▶ **Task to complete**: Among the entries below, find every line that has "crop" and pull it out.

Natural-language object grounding data:
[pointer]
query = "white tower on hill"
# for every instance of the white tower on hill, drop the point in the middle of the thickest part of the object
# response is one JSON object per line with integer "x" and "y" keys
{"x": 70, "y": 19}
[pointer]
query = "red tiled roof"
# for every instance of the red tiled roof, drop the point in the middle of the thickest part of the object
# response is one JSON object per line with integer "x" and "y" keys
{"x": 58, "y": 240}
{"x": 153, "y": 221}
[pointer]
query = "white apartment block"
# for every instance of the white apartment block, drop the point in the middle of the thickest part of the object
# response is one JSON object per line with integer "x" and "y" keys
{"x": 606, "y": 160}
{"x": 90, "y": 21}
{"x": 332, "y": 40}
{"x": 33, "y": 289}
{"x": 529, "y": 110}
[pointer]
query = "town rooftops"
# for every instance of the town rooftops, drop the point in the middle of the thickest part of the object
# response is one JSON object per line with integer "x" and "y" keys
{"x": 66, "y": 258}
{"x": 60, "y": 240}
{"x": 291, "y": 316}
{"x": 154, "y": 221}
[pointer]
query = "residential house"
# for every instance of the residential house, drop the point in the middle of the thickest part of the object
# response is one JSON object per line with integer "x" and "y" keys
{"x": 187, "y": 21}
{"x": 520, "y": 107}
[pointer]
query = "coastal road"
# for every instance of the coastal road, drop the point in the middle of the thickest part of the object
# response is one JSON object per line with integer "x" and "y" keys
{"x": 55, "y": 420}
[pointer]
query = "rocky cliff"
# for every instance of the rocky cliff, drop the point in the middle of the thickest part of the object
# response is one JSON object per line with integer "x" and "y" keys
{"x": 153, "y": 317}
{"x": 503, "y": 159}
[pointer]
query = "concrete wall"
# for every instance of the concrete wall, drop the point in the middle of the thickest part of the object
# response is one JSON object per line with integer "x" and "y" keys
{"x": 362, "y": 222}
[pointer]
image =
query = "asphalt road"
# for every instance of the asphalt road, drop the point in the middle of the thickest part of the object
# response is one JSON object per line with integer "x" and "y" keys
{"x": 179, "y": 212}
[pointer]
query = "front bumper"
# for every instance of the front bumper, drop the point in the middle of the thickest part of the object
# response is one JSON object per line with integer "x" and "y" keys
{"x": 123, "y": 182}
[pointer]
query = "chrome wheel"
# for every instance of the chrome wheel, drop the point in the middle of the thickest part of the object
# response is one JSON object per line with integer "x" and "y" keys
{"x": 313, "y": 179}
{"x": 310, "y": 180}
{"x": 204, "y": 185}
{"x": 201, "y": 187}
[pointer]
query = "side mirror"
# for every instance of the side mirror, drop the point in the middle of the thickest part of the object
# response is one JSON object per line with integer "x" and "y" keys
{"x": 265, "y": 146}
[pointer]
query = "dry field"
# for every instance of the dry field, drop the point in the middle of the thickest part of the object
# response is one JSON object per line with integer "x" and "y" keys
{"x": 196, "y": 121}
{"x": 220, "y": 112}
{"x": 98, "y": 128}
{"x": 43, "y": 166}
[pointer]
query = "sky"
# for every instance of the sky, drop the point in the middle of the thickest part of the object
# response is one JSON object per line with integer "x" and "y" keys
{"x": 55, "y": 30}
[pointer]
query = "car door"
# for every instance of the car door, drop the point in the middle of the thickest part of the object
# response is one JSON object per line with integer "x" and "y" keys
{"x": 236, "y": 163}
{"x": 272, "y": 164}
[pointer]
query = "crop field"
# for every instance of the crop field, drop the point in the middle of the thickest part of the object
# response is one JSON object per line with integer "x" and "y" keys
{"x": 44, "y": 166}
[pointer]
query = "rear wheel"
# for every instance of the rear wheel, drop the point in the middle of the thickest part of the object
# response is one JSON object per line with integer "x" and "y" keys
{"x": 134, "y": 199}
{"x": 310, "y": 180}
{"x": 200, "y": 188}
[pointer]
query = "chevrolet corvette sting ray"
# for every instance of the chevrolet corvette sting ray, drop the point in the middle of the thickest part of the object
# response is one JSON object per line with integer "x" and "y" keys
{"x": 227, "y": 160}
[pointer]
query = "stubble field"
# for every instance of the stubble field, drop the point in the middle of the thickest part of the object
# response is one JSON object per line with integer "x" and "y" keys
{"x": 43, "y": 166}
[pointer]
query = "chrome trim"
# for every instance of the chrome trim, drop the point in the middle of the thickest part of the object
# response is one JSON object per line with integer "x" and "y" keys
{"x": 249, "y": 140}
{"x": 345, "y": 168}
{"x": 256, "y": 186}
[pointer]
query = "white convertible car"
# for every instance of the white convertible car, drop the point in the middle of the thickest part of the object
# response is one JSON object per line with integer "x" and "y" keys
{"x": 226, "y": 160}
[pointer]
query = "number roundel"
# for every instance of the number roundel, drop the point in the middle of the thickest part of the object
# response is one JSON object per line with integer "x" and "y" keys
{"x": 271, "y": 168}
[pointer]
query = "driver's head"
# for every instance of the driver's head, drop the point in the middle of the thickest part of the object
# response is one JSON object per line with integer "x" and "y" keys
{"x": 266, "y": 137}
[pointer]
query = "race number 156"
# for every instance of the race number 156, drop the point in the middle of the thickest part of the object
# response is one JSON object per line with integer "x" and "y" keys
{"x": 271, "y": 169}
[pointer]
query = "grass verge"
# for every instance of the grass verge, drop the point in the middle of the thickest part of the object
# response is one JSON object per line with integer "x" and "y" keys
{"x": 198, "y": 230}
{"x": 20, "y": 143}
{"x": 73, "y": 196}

▶ **Your response**:
query = "crop field"
# for every instance of the crop field, drop the point in the middle of the thickest part of the object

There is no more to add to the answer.